Text:
Peters turns her attention to market consolidation: “CNBC reported in September of this year that investments by large institutions in fintech was up 180 percent in 2019. Goldman Sachs, Citigroup and J.P. Morgan have all been incredibly active this year across the last few years. As new fintech entrants continue to disrupt these companies’ product portfolios, these investments will only increase.”

What this means is : “These larger institutions are not set up to innovate as quickly or aggressively as new contenders. When you add in the popularity of mobile, and the increasing consumer demand for an increasing array of new services, and the writing is on the wall that the giants in the market need to be active to keep up. Building your own tech stack has been shown to be a road fraught with peril, so legacy institutions will look to partner, acquire and invest with new entrants to future proof their businesses.”

More hyper-targeted digital bank start-ups will be announced

Jason Gardner looks for some potentially big startup announcements for 2020: “Banking used to be a commodity, with very little competitive differentiation between providers in what services were offered. You could open an account, get a credit card and apply for a loan, with your ability to borrow money governed by a strict set of criteria used industry wide. But with the proliferation of new technology (such as modern card issuing and payment processing) new banks can tailor their products to very specific constituencies.”

In terms of examples of this, he finds: “Grasshopper Bank launched in May, a new digital bank targeting VCs, entrepreneurs and startup CEOs, providing a specific set of banking products tailored directly to their needs. There’s digital banking tools targeting teens, like Current and Greenlight, digital banks for people interested in investing social causes, like Aspiration, and digital banks for the traditional underserved, like GoBank. Smart entrepreneurs are going to continue to use new technology to serve new niches in the market and this will only speed up in 2020.

Extracted data:
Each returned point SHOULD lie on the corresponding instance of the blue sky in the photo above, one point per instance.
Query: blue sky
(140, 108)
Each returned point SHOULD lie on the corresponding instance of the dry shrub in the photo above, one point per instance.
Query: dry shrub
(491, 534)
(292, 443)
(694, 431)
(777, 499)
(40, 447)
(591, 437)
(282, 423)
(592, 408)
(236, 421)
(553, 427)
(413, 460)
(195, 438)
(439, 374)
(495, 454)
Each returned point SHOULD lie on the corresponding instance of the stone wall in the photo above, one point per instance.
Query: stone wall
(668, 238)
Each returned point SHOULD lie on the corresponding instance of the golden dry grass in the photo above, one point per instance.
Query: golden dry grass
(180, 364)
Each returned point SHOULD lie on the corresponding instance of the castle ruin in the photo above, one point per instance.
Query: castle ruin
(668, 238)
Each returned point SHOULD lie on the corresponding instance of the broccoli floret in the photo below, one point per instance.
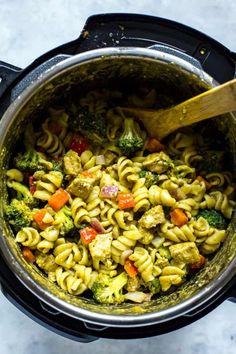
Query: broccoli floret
(18, 214)
(31, 161)
(212, 161)
(214, 218)
(91, 125)
(107, 290)
(130, 140)
(83, 226)
(164, 252)
(23, 193)
(62, 217)
(154, 286)
(150, 177)
(57, 165)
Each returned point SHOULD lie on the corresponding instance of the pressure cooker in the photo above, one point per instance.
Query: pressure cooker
(114, 48)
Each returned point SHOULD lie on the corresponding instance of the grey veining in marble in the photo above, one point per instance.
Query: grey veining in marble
(28, 29)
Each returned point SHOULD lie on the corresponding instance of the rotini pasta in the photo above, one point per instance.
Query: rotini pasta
(102, 202)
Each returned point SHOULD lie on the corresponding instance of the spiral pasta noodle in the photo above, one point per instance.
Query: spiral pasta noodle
(28, 236)
(79, 212)
(125, 242)
(48, 184)
(92, 198)
(143, 262)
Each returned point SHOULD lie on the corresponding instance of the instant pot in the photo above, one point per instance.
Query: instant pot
(115, 48)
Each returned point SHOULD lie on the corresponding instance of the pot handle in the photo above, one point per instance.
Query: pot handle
(133, 30)
(8, 73)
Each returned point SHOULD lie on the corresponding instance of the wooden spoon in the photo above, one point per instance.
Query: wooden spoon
(216, 101)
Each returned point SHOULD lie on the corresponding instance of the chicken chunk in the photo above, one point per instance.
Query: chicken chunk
(186, 252)
(81, 186)
(147, 235)
(158, 162)
(72, 163)
(152, 217)
(100, 249)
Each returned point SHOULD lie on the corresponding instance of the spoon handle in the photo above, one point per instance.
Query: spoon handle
(216, 101)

What to do:
1) Answer these questions from the fintech passage:
(a) According to CNBC, by what percentage did investments by large institutions in fintech rise in 2019?
(b) In what month did Grasshopper Bank launch?
(c) Which digital bank is named as serving the traditional underserved?
2) Repeat part of the fintech passage word for word. Begin at the words "In terms of" and stop after "up in 2020.".
3) Go on with the fintech passage from the point where it stops.
The data has no connection to the fintech passage.

Expected outputs:
1)
(a) 180 percent
(b) May
(c) GoBank

2)
In terms of examples of this, he finds: “Grasshopper Bank launched in May, a new digital bank targeting VCs, entrepreneurs and startup CEOs, providing a specific set of banking products tailored directly to their needs. There’s digital banking tools targeting teens, like Current and Greenlight, digital banks for people interested in investing social causes, like Aspiration, and digital banks for the traditional underserved, like GoBank. Smart entrepreneurs are going to continue to use new technology to serve new niches in the market and this will only speed up in 2020.

3)
Perception of Calibra will flip on its head when it launches in 2020

Gardner closes the predictions by considering Facebook and its planned cryptocurrency, Libra: “Facebook’s plans for its Calibra digital wallet and new global cryptocurrency Libra have taken a beating in 2020, as regulators around the world raised security, privacy and oversight concerns. Facebook’s predicament has been a clear indicator of the difficulties that arise when you’re first in any space. Facebook is trying to do something big and complicated and have dived headfirst into a difficult path.”

In terms of drivers, Gardner analyzes that “Money is speeding up to meet the pace of technology and Calibra would be the most advanced realization of a seamless global vision for how we transact. The company has stayed the course and answered questions head on, wearing the toll of being a trailblazer. I predict after initial speed bumps, Calibra will launch as planned next year, and after a year of bad press, perception of the new currency will become considerably more positive.”